#### STATED TASK:
Copy the following items line for line, with no changes.

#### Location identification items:
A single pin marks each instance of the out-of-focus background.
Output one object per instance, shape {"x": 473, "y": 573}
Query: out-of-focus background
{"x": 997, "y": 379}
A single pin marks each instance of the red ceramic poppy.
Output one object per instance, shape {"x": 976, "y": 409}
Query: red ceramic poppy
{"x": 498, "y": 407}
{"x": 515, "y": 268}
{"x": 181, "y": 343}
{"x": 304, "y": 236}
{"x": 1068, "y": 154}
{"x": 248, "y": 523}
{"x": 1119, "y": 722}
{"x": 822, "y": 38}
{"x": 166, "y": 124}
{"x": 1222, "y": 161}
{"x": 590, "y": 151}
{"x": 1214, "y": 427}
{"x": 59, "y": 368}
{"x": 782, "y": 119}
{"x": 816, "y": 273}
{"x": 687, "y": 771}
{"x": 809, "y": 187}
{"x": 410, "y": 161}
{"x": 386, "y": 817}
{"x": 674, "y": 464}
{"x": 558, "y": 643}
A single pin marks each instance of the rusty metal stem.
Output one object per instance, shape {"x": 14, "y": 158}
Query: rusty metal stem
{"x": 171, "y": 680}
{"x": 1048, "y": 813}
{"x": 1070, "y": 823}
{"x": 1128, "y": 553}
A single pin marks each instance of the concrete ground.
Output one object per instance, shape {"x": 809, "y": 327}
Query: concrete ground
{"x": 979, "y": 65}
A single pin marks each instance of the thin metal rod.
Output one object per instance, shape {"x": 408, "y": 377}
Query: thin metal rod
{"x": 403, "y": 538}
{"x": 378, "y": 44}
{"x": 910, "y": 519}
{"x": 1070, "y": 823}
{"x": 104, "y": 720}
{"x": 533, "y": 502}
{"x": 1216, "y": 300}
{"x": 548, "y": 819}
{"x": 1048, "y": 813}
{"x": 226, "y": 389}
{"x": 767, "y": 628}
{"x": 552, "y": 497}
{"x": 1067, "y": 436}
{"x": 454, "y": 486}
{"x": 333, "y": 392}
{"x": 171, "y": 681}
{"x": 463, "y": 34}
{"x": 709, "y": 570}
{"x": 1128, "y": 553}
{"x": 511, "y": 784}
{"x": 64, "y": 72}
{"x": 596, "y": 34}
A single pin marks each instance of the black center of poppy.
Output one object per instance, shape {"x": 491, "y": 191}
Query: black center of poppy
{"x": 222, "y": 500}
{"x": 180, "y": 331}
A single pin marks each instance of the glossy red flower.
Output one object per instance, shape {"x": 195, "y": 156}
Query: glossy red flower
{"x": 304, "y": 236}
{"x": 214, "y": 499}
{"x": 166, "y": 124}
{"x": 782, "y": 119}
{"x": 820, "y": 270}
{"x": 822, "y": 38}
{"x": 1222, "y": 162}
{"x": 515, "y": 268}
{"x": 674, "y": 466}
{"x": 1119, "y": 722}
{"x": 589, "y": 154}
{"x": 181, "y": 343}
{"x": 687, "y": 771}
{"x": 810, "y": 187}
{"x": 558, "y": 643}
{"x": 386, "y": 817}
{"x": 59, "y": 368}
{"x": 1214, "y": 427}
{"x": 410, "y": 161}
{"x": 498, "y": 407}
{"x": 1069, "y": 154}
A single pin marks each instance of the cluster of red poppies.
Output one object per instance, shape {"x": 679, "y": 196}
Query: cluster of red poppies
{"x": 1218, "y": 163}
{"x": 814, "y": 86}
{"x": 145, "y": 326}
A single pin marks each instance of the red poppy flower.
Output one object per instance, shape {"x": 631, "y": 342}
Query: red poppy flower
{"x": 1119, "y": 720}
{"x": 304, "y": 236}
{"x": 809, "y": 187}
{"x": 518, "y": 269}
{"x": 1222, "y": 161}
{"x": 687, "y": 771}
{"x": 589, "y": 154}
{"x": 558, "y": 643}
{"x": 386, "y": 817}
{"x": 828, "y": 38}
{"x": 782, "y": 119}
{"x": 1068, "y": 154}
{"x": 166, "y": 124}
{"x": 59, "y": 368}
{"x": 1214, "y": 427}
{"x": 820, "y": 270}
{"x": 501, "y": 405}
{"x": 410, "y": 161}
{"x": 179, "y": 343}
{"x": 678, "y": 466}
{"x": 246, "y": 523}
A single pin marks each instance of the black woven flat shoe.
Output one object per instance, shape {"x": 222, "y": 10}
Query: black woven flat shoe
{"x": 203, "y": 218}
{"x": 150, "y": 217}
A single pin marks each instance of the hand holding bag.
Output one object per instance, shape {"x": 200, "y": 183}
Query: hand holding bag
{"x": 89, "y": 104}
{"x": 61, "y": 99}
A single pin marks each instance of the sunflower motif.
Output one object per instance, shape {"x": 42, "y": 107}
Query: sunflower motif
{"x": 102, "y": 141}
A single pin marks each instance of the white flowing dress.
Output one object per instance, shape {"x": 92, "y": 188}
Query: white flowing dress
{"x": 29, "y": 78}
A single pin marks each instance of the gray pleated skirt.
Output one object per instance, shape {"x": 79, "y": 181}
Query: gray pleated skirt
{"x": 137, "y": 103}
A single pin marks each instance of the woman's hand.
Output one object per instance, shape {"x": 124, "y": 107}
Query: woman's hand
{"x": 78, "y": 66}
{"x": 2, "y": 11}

#### ANSWER BELOW:
A single pin marks each instance of the out-of-focus background.
Output one object per instance, shape {"x": 473, "y": 573}
Query: out-of-focus background
{"x": 997, "y": 379}
A single pin marks each instance of the red ceramic poppy.
Output one object per instance, shape {"x": 976, "y": 409}
Query: red ceramic poppy
{"x": 498, "y": 407}
{"x": 515, "y": 268}
{"x": 181, "y": 343}
{"x": 304, "y": 236}
{"x": 1068, "y": 154}
{"x": 248, "y": 523}
{"x": 1119, "y": 722}
{"x": 822, "y": 38}
{"x": 166, "y": 124}
{"x": 1222, "y": 161}
{"x": 590, "y": 151}
{"x": 1214, "y": 427}
{"x": 59, "y": 368}
{"x": 782, "y": 119}
{"x": 816, "y": 273}
{"x": 687, "y": 771}
{"x": 809, "y": 187}
{"x": 410, "y": 161}
{"x": 386, "y": 817}
{"x": 674, "y": 464}
{"x": 558, "y": 643}
A single pin marks each instance of the rusty metal stem.
Output one object per instance, shape {"x": 14, "y": 158}
Query: rusty metal stem
{"x": 171, "y": 680}
{"x": 1048, "y": 813}
{"x": 1070, "y": 823}
{"x": 1128, "y": 553}
A single pin marks each instance of the concrete ground.
Output one object per instance, shape {"x": 809, "y": 327}
Query: concrete ground
{"x": 979, "y": 65}
A single pin marks each instance of the thin metal rod.
Output one object per instance, shape {"x": 408, "y": 377}
Query: thin metal rod
{"x": 403, "y": 538}
{"x": 378, "y": 44}
{"x": 910, "y": 519}
{"x": 1070, "y": 823}
{"x": 104, "y": 720}
{"x": 533, "y": 502}
{"x": 1216, "y": 300}
{"x": 548, "y": 819}
{"x": 1048, "y": 813}
{"x": 226, "y": 389}
{"x": 767, "y": 628}
{"x": 552, "y": 497}
{"x": 1067, "y": 436}
{"x": 454, "y": 486}
{"x": 333, "y": 392}
{"x": 171, "y": 681}
{"x": 463, "y": 34}
{"x": 709, "y": 570}
{"x": 1128, "y": 553}
{"x": 511, "y": 784}
{"x": 64, "y": 72}
{"x": 596, "y": 34}
A single pin marks each instance of the black center of poppy.
Output one object per instance, shape {"x": 491, "y": 191}
Query: black center of poppy
{"x": 222, "y": 500}
{"x": 180, "y": 331}
A single pin marks each instance of the glossy red flower.
Output one object per instance, shape {"x": 195, "y": 156}
Query: glossy red flower
{"x": 304, "y": 236}
{"x": 214, "y": 499}
{"x": 166, "y": 124}
{"x": 782, "y": 119}
{"x": 820, "y": 270}
{"x": 822, "y": 38}
{"x": 1222, "y": 162}
{"x": 515, "y": 268}
{"x": 674, "y": 466}
{"x": 1119, "y": 722}
{"x": 589, "y": 154}
{"x": 181, "y": 343}
{"x": 687, "y": 771}
{"x": 810, "y": 187}
{"x": 558, "y": 643}
{"x": 386, "y": 817}
{"x": 59, "y": 368}
{"x": 1214, "y": 427}
{"x": 410, "y": 161}
{"x": 498, "y": 407}
{"x": 1069, "y": 154}
A single pin marks each instance of the cluster of red poppies.
Output one object per instance, shape {"x": 679, "y": 196}
Query: cluster of red poppies
{"x": 1218, "y": 163}
{"x": 814, "y": 86}
{"x": 145, "y": 326}
A single pin marks each instance of the red poppy flower.
Output one object per instance, shape {"x": 631, "y": 342}
Query: red poppy flower
{"x": 1119, "y": 720}
{"x": 304, "y": 236}
{"x": 809, "y": 187}
{"x": 518, "y": 269}
{"x": 1222, "y": 161}
{"x": 687, "y": 771}
{"x": 589, "y": 154}
{"x": 558, "y": 643}
{"x": 386, "y": 817}
{"x": 828, "y": 38}
{"x": 782, "y": 119}
{"x": 1068, "y": 154}
{"x": 166, "y": 124}
{"x": 59, "y": 368}
{"x": 1214, "y": 427}
{"x": 820, "y": 270}
{"x": 501, "y": 405}
{"x": 410, "y": 161}
{"x": 179, "y": 343}
{"x": 678, "y": 466}
{"x": 246, "y": 523}
A single pin marks each instance of the black woven flat shoe.
Output one object per instance, shape {"x": 222, "y": 10}
Query: black woven flat shoe
{"x": 203, "y": 218}
{"x": 150, "y": 217}
A single pin marks each instance of the hand holding bag.
Output one object per instance, shape {"x": 200, "y": 183}
Query: hand holding bag
{"x": 89, "y": 104}
{"x": 61, "y": 99}
A single pin marks each instance of the sunflower motif.
Output one object per instance, shape {"x": 42, "y": 107}
Query: sunflower motif
{"x": 102, "y": 141}
A single pin marks each instance of the white flowing dress.
Output one object per instance, shape {"x": 92, "y": 188}
Query: white flowing dress
{"x": 29, "y": 78}
A single pin marks each instance of the gray pleated skirt.
Output one object per instance, shape {"x": 79, "y": 181}
Query: gray pleated skirt
{"x": 137, "y": 103}
A single pin marks each instance of the woman's hand.
Output one object per instance, shape {"x": 124, "y": 107}
Query: woman's hand
{"x": 78, "y": 66}
{"x": 2, "y": 11}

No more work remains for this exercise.